◆ **TASK TO COMPLETE**: Reproduce exactly the entries from the "Point to the grassy field." line to the end. Skip all pictures.

Data excerpts

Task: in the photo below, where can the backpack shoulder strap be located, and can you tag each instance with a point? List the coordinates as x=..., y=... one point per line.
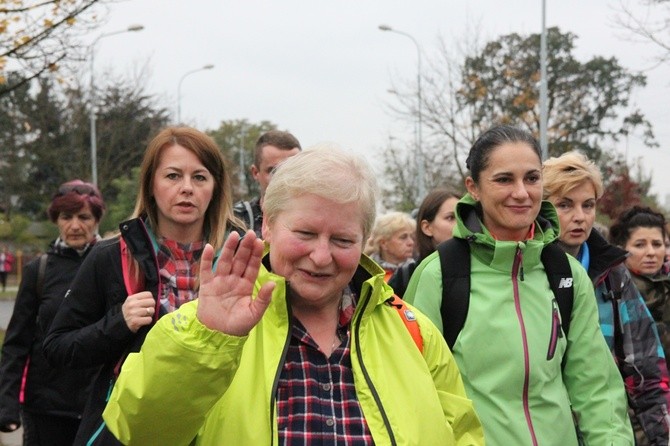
x=455, y=264
x=131, y=277
x=559, y=274
x=614, y=284
x=409, y=319
x=41, y=272
x=250, y=213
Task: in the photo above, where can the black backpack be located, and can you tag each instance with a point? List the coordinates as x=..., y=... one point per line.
x=455, y=263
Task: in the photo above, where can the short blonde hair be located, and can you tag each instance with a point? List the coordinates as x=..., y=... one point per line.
x=562, y=174
x=387, y=225
x=325, y=171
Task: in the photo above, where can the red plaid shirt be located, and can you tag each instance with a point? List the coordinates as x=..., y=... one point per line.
x=178, y=264
x=316, y=396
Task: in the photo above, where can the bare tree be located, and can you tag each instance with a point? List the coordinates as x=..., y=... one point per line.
x=38, y=36
x=648, y=22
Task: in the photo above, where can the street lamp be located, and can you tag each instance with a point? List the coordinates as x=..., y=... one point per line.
x=206, y=67
x=419, y=150
x=92, y=117
x=544, y=143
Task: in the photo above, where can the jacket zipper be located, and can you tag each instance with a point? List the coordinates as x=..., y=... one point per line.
x=556, y=332
x=280, y=366
x=356, y=338
x=517, y=274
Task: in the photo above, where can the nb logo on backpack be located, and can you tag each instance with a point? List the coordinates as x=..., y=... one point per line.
x=566, y=282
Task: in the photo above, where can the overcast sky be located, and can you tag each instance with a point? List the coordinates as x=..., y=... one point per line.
x=321, y=69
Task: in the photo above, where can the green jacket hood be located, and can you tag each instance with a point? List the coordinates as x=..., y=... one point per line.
x=469, y=223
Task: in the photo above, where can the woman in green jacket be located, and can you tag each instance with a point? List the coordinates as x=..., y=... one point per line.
x=297, y=344
x=521, y=372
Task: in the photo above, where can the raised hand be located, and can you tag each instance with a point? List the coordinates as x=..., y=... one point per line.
x=138, y=310
x=225, y=303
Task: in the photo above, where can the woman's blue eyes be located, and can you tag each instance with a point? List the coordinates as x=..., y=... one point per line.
x=175, y=176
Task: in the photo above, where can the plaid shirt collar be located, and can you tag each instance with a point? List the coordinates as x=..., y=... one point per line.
x=316, y=396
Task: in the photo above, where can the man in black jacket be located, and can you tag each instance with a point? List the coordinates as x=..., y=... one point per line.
x=272, y=148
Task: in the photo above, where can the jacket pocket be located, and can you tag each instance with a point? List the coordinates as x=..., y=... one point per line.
x=556, y=331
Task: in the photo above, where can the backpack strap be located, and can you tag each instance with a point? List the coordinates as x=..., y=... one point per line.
x=132, y=278
x=455, y=264
x=41, y=272
x=250, y=214
x=614, y=285
x=559, y=274
x=409, y=319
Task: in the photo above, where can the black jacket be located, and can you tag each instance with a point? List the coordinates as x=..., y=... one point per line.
x=58, y=391
x=89, y=328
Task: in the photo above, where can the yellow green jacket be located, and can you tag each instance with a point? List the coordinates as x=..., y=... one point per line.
x=191, y=385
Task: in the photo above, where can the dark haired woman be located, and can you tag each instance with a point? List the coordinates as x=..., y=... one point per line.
x=641, y=231
x=151, y=269
x=51, y=401
x=524, y=375
x=435, y=222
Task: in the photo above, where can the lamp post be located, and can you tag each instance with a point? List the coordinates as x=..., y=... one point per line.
x=419, y=149
x=92, y=113
x=188, y=73
x=544, y=144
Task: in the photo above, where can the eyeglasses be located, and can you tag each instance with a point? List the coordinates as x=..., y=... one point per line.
x=81, y=189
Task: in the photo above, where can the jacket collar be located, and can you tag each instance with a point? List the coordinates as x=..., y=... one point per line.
x=603, y=255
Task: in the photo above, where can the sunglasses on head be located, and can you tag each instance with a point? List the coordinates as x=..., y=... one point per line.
x=81, y=189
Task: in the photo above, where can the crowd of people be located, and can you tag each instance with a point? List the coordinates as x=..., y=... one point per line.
x=500, y=316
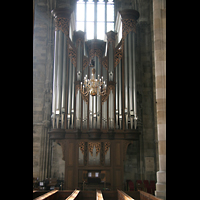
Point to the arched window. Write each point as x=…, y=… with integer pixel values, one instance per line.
x=95, y=17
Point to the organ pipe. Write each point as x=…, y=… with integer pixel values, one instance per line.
x=59, y=79
x=69, y=93
x=134, y=83
x=63, y=82
x=129, y=38
x=126, y=82
x=120, y=95
x=72, y=108
x=54, y=79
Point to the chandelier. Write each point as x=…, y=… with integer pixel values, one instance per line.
x=93, y=86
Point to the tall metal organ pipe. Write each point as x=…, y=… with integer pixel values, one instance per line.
x=53, y=116
x=64, y=82
x=134, y=82
x=130, y=72
x=59, y=77
x=69, y=94
x=126, y=81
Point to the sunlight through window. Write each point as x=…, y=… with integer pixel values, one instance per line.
x=95, y=17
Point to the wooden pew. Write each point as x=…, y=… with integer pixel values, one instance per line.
x=99, y=195
x=47, y=195
x=147, y=196
x=37, y=193
x=123, y=196
x=73, y=195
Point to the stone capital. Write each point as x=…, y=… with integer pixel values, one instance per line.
x=62, y=19
x=129, y=17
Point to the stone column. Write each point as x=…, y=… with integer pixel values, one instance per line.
x=61, y=19
x=159, y=28
x=129, y=18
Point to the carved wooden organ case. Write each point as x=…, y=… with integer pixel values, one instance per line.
x=94, y=131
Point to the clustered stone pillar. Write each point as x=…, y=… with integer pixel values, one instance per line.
x=129, y=18
x=159, y=26
x=62, y=19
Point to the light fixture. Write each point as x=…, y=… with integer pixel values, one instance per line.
x=93, y=86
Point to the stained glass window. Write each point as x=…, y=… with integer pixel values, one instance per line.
x=95, y=17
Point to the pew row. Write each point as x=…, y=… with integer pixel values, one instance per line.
x=47, y=195
x=123, y=196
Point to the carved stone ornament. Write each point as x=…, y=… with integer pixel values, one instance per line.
x=129, y=17
x=62, y=24
x=62, y=19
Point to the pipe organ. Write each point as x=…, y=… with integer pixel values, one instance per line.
x=109, y=119
x=115, y=111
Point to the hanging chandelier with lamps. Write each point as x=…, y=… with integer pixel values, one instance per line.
x=93, y=86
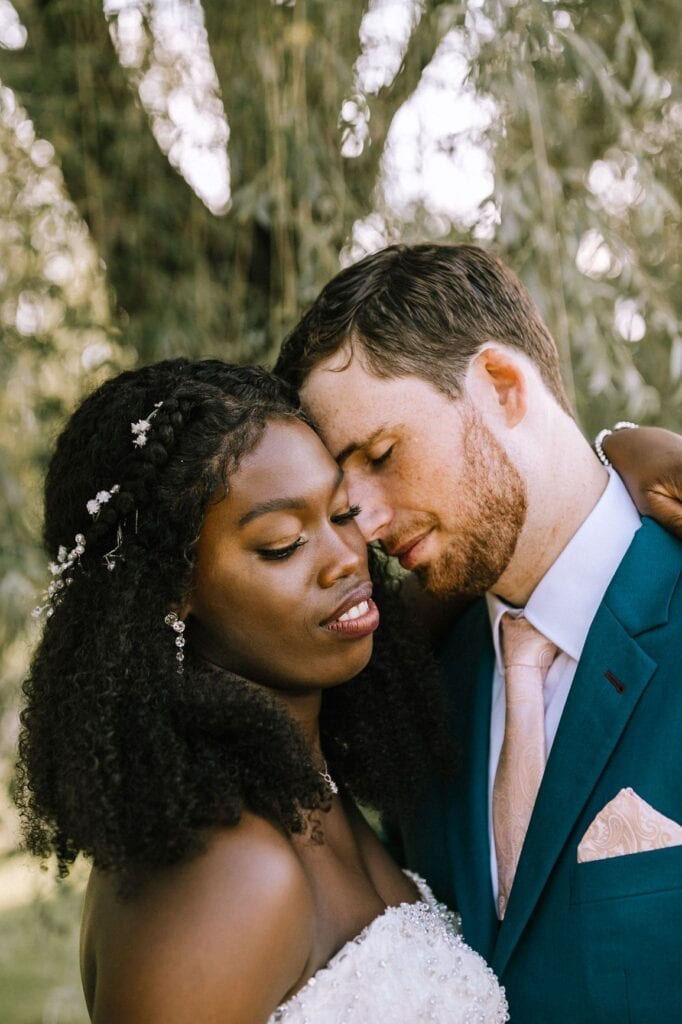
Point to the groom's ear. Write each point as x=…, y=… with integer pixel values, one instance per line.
x=498, y=382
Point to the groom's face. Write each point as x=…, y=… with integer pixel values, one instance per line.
x=435, y=486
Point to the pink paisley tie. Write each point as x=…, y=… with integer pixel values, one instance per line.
x=527, y=656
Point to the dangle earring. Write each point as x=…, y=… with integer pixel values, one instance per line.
x=178, y=628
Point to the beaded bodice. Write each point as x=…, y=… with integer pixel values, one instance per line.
x=409, y=965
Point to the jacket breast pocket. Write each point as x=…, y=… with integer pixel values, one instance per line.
x=629, y=916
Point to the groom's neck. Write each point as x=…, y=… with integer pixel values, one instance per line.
x=564, y=481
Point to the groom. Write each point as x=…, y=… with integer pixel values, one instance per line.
x=436, y=385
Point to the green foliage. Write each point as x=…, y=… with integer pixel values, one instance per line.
x=108, y=256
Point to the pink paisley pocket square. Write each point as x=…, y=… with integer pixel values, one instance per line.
x=628, y=824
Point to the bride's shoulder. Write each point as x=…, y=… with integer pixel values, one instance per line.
x=240, y=914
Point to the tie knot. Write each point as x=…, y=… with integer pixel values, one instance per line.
x=524, y=645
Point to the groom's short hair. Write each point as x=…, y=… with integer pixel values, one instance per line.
x=422, y=310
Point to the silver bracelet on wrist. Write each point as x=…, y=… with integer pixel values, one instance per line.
x=599, y=439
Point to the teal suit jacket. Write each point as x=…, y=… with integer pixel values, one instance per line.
x=597, y=942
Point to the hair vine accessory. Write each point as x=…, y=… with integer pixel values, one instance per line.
x=111, y=556
x=177, y=626
x=59, y=568
x=140, y=429
x=100, y=499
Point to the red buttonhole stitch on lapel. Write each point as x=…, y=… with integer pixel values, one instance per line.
x=615, y=683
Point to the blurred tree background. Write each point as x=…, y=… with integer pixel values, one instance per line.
x=182, y=177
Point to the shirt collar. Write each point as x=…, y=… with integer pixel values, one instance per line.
x=565, y=601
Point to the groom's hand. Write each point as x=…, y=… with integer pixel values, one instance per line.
x=649, y=460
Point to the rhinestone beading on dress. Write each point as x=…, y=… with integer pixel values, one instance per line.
x=409, y=965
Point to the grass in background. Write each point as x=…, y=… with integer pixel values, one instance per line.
x=39, y=975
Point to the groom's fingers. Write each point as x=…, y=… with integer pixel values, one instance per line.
x=665, y=504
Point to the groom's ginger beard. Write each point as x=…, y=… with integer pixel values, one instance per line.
x=488, y=513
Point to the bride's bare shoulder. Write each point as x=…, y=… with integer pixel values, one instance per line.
x=238, y=919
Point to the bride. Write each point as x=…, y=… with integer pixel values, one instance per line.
x=201, y=719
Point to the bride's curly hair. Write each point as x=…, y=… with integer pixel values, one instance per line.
x=123, y=758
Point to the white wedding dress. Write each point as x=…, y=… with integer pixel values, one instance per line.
x=409, y=965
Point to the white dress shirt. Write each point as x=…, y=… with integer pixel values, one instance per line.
x=562, y=607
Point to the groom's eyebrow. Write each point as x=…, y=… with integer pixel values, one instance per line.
x=357, y=445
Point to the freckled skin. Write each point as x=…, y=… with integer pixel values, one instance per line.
x=420, y=463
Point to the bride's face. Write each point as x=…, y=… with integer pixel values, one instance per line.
x=281, y=565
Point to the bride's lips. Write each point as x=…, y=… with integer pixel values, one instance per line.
x=409, y=554
x=361, y=611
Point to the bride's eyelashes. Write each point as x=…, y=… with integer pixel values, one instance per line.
x=278, y=554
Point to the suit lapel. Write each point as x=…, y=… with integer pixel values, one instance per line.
x=593, y=720
x=612, y=674
x=468, y=662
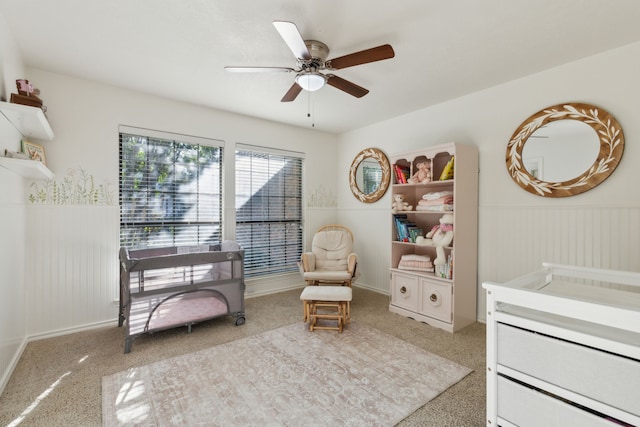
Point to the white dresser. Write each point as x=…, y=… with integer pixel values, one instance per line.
x=563, y=348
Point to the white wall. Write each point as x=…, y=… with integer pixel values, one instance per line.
x=517, y=230
x=12, y=226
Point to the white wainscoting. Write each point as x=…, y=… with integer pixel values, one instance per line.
x=516, y=240
x=71, y=268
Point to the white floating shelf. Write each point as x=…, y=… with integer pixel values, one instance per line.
x=27, y=168
x=30, y=121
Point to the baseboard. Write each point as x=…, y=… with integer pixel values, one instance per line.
x=371, y=288
x=6, y=375
x=71, y=330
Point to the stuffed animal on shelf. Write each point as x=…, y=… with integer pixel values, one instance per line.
x=422, y=176
x=440, y=236
x=399, y=204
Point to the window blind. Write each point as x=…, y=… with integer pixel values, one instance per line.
x=269, y=209
x=170, y=190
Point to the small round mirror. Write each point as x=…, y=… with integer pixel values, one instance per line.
x=369, y=175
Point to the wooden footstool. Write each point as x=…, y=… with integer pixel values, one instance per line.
x=326, y=299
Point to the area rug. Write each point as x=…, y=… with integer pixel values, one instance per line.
x=284, y=377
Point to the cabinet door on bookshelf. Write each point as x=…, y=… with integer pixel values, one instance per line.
x=404, y=291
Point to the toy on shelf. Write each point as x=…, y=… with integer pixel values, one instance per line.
x=423, y=175
x=399, y=204
x=440, y=236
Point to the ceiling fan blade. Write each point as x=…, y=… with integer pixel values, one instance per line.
x=292, y=93
x=346, y=86
x=291, y=36
x=259, y=69
x=363, y=57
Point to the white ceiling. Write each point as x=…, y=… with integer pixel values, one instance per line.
x=444, y=49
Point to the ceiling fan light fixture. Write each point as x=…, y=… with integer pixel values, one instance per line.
x=310, y=81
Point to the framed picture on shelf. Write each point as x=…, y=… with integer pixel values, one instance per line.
x=34, y=151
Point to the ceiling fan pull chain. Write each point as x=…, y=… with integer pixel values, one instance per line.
x=311, y=114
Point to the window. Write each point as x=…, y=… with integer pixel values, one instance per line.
x=269, y=209
x=170, y=189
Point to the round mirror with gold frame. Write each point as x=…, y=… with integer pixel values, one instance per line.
x=369, y=175
x=589, y=158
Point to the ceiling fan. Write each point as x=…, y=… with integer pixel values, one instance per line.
x=312, y=58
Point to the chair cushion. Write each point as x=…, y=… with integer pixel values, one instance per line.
x=327, y=275
x=326, y=293
x=332, y=245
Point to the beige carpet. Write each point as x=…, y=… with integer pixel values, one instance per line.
x=287, y=376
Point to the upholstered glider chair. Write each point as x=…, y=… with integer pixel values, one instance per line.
x=331, y=259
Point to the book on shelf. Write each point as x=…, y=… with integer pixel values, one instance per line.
x=402, y=173
x=406, y=231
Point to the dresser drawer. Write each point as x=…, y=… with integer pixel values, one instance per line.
x=596, y=374
x=436, y=300
x=524, y=406
x=405, y=291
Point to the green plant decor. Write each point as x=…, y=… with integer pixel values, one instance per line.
x=76, y=188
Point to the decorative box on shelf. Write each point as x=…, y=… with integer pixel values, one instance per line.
x=27, y=168
x=29, y=121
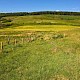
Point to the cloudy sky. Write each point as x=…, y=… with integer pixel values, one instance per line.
x=39, y=5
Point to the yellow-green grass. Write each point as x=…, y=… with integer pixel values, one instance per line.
x=41, y=28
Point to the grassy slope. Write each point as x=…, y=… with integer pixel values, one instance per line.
x=52, y=59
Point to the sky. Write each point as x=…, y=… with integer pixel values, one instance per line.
x=39, y=5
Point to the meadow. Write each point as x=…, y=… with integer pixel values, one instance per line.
x=47, y=48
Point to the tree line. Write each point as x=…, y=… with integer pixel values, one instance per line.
x=39, y=13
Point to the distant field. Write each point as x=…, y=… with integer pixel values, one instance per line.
x=41, y=28
x=40, y=47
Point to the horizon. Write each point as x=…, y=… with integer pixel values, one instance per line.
x=40, y=5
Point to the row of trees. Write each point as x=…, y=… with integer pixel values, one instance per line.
x=39, y=13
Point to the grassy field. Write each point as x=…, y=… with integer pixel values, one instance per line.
x=50, y=49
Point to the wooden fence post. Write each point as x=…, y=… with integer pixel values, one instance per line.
x=8, y=40
x=22, y=40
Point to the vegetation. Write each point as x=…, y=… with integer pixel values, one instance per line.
x=47, y=47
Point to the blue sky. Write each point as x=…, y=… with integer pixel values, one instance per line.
x=39, y=5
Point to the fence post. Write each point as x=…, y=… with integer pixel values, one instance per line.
x=1, y=46
x=8, y=40
x=22, y=40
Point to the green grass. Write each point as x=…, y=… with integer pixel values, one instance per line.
x=51, y=48
x=42, y=59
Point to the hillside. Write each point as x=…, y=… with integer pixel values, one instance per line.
x=40, y=47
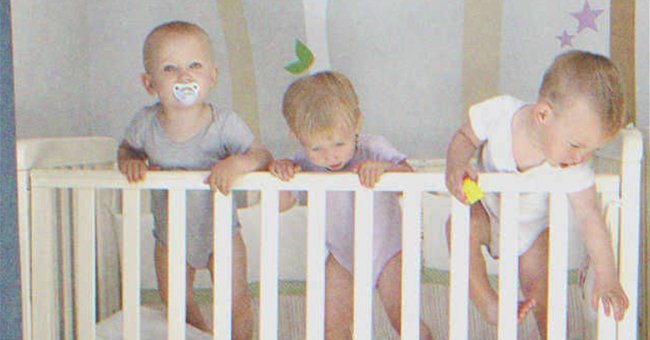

◆ **SOLUTION**:
Point to the grassy field. Write each point as x=…, y=… with integer pixel values, one instance per line.
x=50, y=49
Point to the wooden fence post. Write each point as x=…, y=… with integer pixel values, one instance per line.
x=8, y=40
x=22, y=40
Point to the vegetation. Write each point as x=…, y=… with integer pixel values, one instance per line.
x=47, y=47
Point to the blue sky. Write each point as x=…, y=… with integer pixel values, one instance per line.
x=39, y=5
Point to the fence post. Write each point as x=…, y=… with integer pixel values, one instance per line.
x=1, y=46
x=8, y=40
x=22, y=40
Point to the green grass. Write each point as x=…, y=… with integer pixel values, one instance per line.
x=51, y=48
x=42, y=59
Point to the hillside. Write each point as x=…, y=… with integer pixel values, one instance per line.
x=40, y=47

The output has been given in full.